====== DATASET ENTRIES

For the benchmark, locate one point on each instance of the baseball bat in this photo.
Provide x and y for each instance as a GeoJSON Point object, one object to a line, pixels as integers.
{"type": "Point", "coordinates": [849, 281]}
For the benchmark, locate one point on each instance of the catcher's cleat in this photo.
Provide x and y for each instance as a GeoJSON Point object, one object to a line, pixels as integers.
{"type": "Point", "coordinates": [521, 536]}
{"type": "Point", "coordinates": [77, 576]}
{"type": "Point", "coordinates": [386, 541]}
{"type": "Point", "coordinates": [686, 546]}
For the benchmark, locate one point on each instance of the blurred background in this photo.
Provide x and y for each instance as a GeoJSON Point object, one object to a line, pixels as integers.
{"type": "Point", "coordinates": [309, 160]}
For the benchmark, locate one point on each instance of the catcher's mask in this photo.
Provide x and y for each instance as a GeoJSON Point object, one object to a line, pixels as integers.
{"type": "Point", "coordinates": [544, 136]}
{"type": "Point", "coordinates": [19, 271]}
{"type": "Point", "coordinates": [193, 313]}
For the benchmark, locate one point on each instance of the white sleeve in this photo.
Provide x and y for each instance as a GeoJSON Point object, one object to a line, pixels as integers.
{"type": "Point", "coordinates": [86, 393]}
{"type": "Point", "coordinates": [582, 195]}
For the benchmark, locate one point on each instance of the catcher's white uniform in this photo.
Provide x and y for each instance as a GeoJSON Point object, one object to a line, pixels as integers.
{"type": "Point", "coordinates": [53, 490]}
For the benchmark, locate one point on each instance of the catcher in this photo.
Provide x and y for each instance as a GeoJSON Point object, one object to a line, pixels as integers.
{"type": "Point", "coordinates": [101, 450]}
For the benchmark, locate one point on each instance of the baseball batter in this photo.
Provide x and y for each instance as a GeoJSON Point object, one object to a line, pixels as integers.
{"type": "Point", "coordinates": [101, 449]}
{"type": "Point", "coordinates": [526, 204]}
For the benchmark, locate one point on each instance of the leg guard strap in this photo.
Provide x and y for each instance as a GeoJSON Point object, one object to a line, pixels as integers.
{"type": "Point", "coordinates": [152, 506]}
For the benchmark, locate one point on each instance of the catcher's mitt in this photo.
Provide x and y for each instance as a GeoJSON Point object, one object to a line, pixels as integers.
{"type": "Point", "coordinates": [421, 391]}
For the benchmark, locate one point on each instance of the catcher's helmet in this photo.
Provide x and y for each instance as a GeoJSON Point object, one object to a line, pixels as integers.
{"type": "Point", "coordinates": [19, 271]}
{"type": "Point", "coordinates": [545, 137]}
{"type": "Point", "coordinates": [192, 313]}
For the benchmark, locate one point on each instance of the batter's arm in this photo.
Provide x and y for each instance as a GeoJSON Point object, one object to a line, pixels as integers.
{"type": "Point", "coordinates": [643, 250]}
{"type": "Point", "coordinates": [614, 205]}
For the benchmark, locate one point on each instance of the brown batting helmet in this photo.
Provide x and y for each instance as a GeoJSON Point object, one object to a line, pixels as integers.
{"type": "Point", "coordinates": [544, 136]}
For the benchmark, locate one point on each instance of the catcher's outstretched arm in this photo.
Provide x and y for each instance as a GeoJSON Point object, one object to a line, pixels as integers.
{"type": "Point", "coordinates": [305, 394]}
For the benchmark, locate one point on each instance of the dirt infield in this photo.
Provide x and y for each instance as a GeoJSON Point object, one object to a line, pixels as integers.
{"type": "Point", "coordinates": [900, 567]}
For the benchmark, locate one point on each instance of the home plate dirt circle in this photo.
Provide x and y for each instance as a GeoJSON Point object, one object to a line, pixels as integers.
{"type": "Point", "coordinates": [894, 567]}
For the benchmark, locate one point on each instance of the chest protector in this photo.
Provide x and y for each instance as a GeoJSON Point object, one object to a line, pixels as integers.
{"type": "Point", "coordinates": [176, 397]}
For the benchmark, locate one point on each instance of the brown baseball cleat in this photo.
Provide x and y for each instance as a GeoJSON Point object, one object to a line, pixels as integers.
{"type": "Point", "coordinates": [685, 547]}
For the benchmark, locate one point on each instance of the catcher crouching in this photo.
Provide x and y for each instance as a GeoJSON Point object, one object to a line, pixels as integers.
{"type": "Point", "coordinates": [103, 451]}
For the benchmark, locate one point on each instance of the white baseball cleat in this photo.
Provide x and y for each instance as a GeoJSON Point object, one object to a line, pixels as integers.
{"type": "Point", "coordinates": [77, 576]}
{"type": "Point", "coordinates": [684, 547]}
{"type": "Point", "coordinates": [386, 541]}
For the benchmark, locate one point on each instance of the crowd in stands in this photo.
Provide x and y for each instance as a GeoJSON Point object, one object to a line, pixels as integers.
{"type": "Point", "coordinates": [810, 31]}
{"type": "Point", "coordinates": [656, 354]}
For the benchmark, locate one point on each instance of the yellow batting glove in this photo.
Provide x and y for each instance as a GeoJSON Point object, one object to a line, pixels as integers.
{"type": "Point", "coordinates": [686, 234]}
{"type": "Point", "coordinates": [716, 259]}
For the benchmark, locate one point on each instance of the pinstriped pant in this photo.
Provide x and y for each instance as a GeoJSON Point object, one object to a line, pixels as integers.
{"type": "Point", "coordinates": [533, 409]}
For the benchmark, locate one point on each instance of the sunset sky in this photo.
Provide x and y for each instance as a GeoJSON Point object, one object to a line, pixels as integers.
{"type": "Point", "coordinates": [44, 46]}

============

WHAT IS REQUIRED: Write out the stretch of the material from the line containing "sky in this photo." through the end again. Keep the request lines as they are, but multiply every coordinate in the answers by 0.95 and round each one to a whole number, with halves rounding up.

FINISHED ANSWER:
For the benchmark, locate one point on each instance of the sunset sky in this photo.
Provide x and y for each instance as a GeoJSON Point object, one object to a line, pixels as integers.
{"type": "Point", "coordinates": [42, 44]}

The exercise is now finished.